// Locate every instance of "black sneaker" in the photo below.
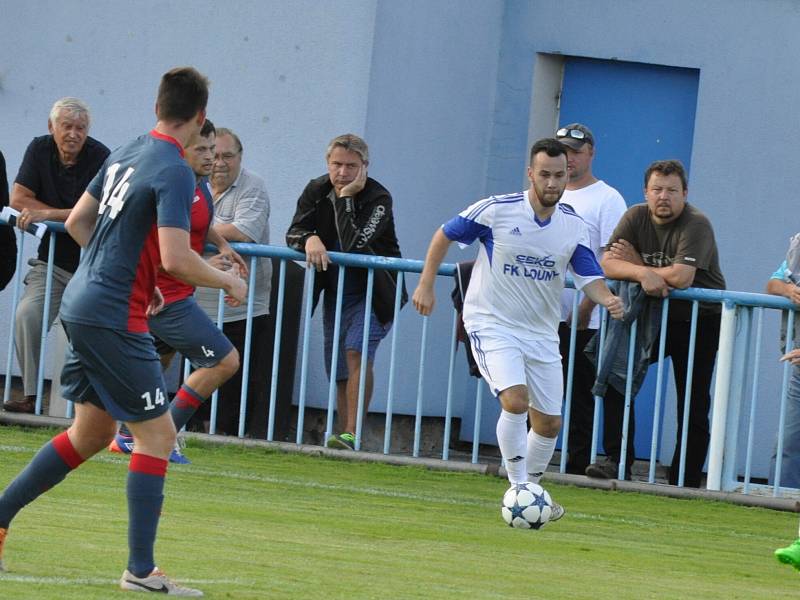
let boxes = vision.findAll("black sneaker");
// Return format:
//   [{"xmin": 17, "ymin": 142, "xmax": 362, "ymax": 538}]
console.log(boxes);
[{"xmin": 585, "ymin": 459, "xmax": 619, "ymax": 479}]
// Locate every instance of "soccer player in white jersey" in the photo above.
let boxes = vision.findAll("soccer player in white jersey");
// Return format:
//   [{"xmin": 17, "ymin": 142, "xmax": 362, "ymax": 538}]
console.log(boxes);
[{"xmin": 413, "ymin": 138, "xmax": 624, "ymax": 518}]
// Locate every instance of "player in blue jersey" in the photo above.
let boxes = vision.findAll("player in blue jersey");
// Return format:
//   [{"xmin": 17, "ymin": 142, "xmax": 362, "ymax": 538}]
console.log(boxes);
[
  {"xmin": 0, "ymin": 67, "xmax": 246, "ymax": 596},
  {"xmin": 413, "ymin": 138, "xmax": 624, "ymax": 520}
]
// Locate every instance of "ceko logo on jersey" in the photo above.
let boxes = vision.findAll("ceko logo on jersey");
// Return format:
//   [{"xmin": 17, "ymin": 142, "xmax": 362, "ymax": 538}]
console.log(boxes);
[{"xmin": 502, "ymin": 254, "xmax": 559, "ymax": 281}]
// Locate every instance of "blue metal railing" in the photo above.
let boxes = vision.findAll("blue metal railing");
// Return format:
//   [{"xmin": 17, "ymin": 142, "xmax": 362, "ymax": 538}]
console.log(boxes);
[{"xmin": 2, "ymin": 216, "xmax": 799, "ymax": 498}]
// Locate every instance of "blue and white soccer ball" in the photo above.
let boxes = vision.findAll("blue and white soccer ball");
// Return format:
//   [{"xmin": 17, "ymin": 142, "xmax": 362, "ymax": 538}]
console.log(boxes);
[{"xmin": 501, "ymin": 482, "xmax": 554, "ymax": 529}]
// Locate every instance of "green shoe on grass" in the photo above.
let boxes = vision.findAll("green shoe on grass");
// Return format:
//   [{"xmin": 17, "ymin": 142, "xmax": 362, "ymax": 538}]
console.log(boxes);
[{"xmin": 775, "ymin": 538, "xmax": 800, "ymax": 570}]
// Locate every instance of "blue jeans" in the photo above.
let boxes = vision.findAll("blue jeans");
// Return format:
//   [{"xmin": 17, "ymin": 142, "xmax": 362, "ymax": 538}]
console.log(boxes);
[{"xmin": 772, "ymin": 365, "xmax": 800, "ymax": 488}]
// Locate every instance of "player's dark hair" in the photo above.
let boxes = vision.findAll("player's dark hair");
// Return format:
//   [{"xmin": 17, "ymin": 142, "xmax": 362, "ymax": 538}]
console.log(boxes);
[
  {"xmin": 156, "ymin": 67, "xmax": 209, "ymax": 123},
  {"xmin": 200, "ymin": 118, "xmax": 215, "ymax": 138},
  {"xmin": 644, "ymin": 159, "xmax": 688, "ymax": 191},
  {"xmin": 529, "ymin": 138, "xmax": 568, "ymax": 165}
]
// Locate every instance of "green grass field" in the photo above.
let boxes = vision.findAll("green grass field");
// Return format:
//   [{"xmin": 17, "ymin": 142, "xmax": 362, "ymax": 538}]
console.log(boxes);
[{"xmin": 0, "ymin": 425, "xmax": 797, "ymax": 599}]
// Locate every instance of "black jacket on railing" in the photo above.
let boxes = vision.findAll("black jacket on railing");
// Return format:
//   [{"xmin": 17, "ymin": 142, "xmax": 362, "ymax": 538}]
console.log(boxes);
[{"xmin": 286, "ymin": 174, "xmax": 407, "ymax": 324}]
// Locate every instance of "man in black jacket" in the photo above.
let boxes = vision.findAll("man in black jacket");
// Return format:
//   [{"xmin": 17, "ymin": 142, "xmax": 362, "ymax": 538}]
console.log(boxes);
[{"xmin": 286, "ymin": 134, "xmax": 405, "ymax": 450}]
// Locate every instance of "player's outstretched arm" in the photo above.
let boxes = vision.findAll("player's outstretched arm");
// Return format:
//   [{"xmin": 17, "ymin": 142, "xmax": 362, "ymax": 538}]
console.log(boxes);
[
  {"xmin": 581, "ymin": 279, "xmax": 624, "ymax": 320},
  {"xmin": 159, "ymin": 226, "xmax": 247, "ymax": 304},
  {"xmin": 65, "ymin": 191, "xmax": 100, "ymax": 247},
  {"xmin": 412, "ymin": 228, "xmax": 452, "ymax": 316}
]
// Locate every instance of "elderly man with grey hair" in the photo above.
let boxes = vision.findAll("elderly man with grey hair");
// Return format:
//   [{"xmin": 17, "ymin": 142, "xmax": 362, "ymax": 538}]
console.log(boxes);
[
  {"xmin": 195, "ymin": 127, "xmax": 272, "ymax": 435},
  {"xmin": 4, "ymin": 97, "xmax": 109, "ymax": 414}
]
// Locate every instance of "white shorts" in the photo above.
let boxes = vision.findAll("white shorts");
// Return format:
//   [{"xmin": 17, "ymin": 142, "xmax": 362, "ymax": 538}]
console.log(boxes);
[{"xmin": 467, "ymin": 327, "xmax": 563, "ymax": 416}]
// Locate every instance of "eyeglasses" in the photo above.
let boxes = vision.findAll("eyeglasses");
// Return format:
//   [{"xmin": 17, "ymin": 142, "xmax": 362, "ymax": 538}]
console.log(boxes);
[
  {"xmin": 214, "ymin": 151, "xmax": 240, "ymax": 162},
  {"xmin": 556, "ymin": 128, "xmax": 588, "ymax": 141}
]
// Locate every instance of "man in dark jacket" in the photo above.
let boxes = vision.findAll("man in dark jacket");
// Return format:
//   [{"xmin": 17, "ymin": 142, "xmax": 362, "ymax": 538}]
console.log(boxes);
[{"xmin": 286, "ymin": 133, "xmax": 405, "ymax": 450}]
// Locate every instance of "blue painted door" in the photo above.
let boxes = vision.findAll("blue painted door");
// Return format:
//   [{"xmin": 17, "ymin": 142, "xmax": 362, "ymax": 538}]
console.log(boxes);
[{"xmin": 559, "ymin": 56, "xmax": 700, "ymax": 459}]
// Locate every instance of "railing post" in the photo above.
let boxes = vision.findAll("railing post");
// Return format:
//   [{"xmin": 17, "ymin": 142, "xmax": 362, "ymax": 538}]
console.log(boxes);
[
  {"xmin": 4, "ymin": 230, "xmax": 25, "ymax": 405},
  {"xmin": 721, "ymin": 306, "xmax": 751, "ymax": 490},
  {"xmin": 706, "ymin": 300, "xmax": 737, "ymax": 491},
  {"xmin": 267, "ymin": 259, "xmax": 287, "ymax": 441},
  {"xmin": 559, "ymin": 291, "xmax": 579, "ymax": 473}
]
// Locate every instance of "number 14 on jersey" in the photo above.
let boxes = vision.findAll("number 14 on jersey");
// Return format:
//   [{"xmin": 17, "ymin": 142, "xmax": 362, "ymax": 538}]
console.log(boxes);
[{"xmin": 99, "ymin": 162, "xmax": 135, "ymax": 219}]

◆ **YOUR ASSIGNMENT**: An exact copy of every entry, without pictures, should be your output.

◆ **ANSWER SPACE**:
// Locate every instance of "black sneaker" in the photo below.
let boxes = vision.findAll("black sneaker");
// Return format:
//   [{"xmin": 17, "ymin": 142, "xmax": 362, "ymax": 538}]
console.log(boxes);
[{"xmin": 585, "ymin": 459, "xmax": 619, "ymax": 479}]
// Locate every instance of "soccer player in white jersey" in the photo above.
let boxes = vision.findAll("soccer player in white jersey");
// Return format:
//   [{"xmin": 17, "ymin": 142, "xmax": 362, "ymax": 538}]
console.log(boxes);
[{"xmin": 413, "ymin": 138, "xmax": 624, "ymax": 518}]
// Locate every instance of "player in blue jersey" in the photo above.
let boxes = vision.findAll("player in blue jersey");
// Return format:
//   [{"xmin": 17, "ymin": 142, "xmax": 362, "ymax": 538}]
console.log(boxes);
[
  {"xmin": 0, "ymin": 67, "xmax": 246, "ymax": 596},
  {"xmin": 413, "ymin": 138, "xmax": 624, "ymax": 520}
]
// Locate every instance of "ceko logo on jersey" in the photo above.
let boxes = vision.findAll("ceko logo on jersey");
// Return format:
//   [{"xmin": 17, "ymin": 142, "xmax": 362, "ymax": 538}]
console.log(boxes);
[{"xmin": 502, "ymin": 254, "xmax": 559, "ymax": 281}]
// Locate every instance of "blue metal railing" in the photo above.
let boxes = vision.findAll("blue metal railing");
// Return format:
//   [{"xmin": 17, "ymin": 142, "xmax": 362, "ymax": 538}]
console.log(boxes);
[{"xmin": 2, "ymin": 216, "xmax": 799, "ymax": 498}]
// Locate every instance of "blue and white soccer ball" in the photo above.
let boxes = vision.findAll("blue and white soccer ball");
// Return format:
//   [{"xmin": 17, "ymin": 142, "xmax": 362, "ymax": 538}]
console.log(boxes);
[{"xmin": 501, "ymin": 482, "xmax": 554, "ymax": 529}]
// Locate every instance of "green shoe on grass" in the photo above.
let boxes = vision.findAll("green shoe on grass");
// Return format:
//   [{"xmin": 17, "ymin": 142, "xmax": 362, "ymax": 538}]
console.log(boxes);
[{"xmin": 775, "ymin": 538, "xmax": 800, "ymax": 570}]
// Locate every instance of "blue jeans" in the photo above.
let boxes = vision.findAll("blue jeans");
// Return format:
//   [{"xmin": 17, "ymin": 142, "xmax": 362, "ymax": 538}]
console.log(boxes);
[{"xmin": 772, "ymin": 365, "xmax": 800, "ymax": 488}]
// Locate every instance of "player's dark hair" in the photo above.
let boxes = vision.findAll("player's dark hair");
// Return format:
//   [{"xmin": 17, "ymin": 142, "xmax": 362, "ymax": 538}]
console.log(boxes);
[
  {"xmin": 156, "ymin": 67, "xmax": 209, "ymax": 123},
  {"xmin": 200, "ymin": 118, "xmax": 215, "ymax": 138},
  {"xmin": 644, "ymin": 159, "xmax": 688, "ymax": 191},
  {"xmin": 529, "ymin": 138, "xmax": 568, "ymax": 165}
]
// Locate every instance of "green grass field" in the photo above.
let boxes = vision.findAll("green grass field");
// Return format:
//   [{"xmin": 17, "ymin": 142, "xmax": 362, "ymax": 538}]
console.log(boxes);
[{"xmin": 0, "ymin": 425, "xmax": 797, "ymax": 599}]
// Locate every instance of "black jacket on railing" in the photo above.
let boxes = vision.findAll("black jacket on railing");
// Return format:
//   [{"xmin": 17, "ymin": 142, "xmax": 362, "ymax": 538}]
console.log(boxes);
[{"xmin": 286, "ymin": 174, "xmax": 407, "ymax": 324}]
// Locate every instance of "man in black jacket" in the photo above.
let boxes = vision.findAll("man in black jacket");
// Return format:
//   [{"xmin": 17, "ymin": 142, "xmax": 362, "ymax": 538}]
console.log(boxes);
[{"xmin": 286, "ymin": 134, "xmax": 405, "ymax": 450}]
// Locate every instance of "player's outstretched arm" in the photo above.
let boxes = vision.findAll("player's outstretched arm");
// Return format:
//   [{"xmin": 17, "ymin": 142, "xmax": 362, "ymax": 538}]
console.log(boxes);
[
  {"xmin": 581, "ymin": 279, "xmax": 624, "ymax": 320},
  {"xmin": 159, "ymin": 226, "xmax": 247, "ymax": 304},
  {"xmin": 65, "ymin": 191, "xmax": 100, "ymax": 247},
  {"xmin": 412, "ymin": 228, "xmax": 452, "ymax": 316}
]
// Locate every instance of "elderly man with grey hair" in the photo above.
let boxes = vision.findAll("elderly man with grey hair");
// Return format:
//   [{"xmin": 17, "ymin": 142, "xmax": 362, "ymax": 538}]
console.log(boxes);
[
  {"xmin": 195, "ymin": 127, "xmax": 272, "ymax": 435},
  {"xmin": 4, "ymin": 97, "xmax": 109, "ymax": 414}
]
// Locate every instance of "white shorts" in the photo above.
let boxes = vision.findAll("white shorts");
// Return format:
//   [{"xmin": 17, "ymin": 142, "xmax": 362, "ymax": 538}]
console.log(boxes);
[{"xmin": 467, "ymin": 327, "xmax": 563, "ymax": 416}]
// Locate every instance of "eyeglasses" in the photo above.
let boxes = vision.findAll("eyeglasses");
// Return format:
//   [{"xmin": 17, "ymin": 142, "xmax": 362, "ymax": 538}]
console.log(boxes);
[
  {"xmin": 214, "ymin": 151, "xmax": 240, "ymax": 162},
  {"xmin": 556, "ymin": 128, "xmax": 588, "ymax": 141}
]
// Locate every instance of "man in dark jacket" in the photo above.
let boxes = vision.findAll("man in dark jacket");
// Return format:
//   [{"xmin": 17, "ymin": 142, "xmax": 362, "ymax": 538}]
console.log(boxes);
[{"xmin": 286, "ymin": 133, "xmax": 405, "ymax": 450}]
// Locate every instance of "blue painted door" in the photo above.
let boxes = vision.findAll("blue painted door");
// Return format:
//   [{"xmin": 17, "ymin": 142, "xmax": 362, "ymax": 538}]
console.log(boxes);
[{"xmin": 559, "ymin": 56, "xmax": 700, "ymax": 459}]
// Locate every instance of "railing post" in the photo above.
let boxes = vision.findAll("railing post");
// Return format:
//   [{"xmin": 17, "ymin": 142, "xmax": 362, "ymax": 538}]
console.log(boxes);
[
  {"xmin": 4, "ymin": 230, "xmax": 25, "ymax": 405},
  {"xmin": 721, "ymin": 306, "xmax": 751, "ymax": 490},
  {"xmin": 706, "ymin": 300, "xmax": 737, "ymax": 491},
  {"xmin": 267, "ymin": 259, "xmax": 287, "ymax": 441},
  {"xmin": 559, "ymin": 291, "xmax": 579, "ymax": 473}
]
// Locate every instance of "number 14 on jersey" in the photo above.
let boxes = vision.findAll("number 14 on jersey");
// Return format:
//   [{"xmin": 17, "ymin": 142, "xmax": 362, "ymax": 538}]
console.log(boxes);
[{"xmin": 99, "ymin": 162, "xmax": 135, "ymax": 219}]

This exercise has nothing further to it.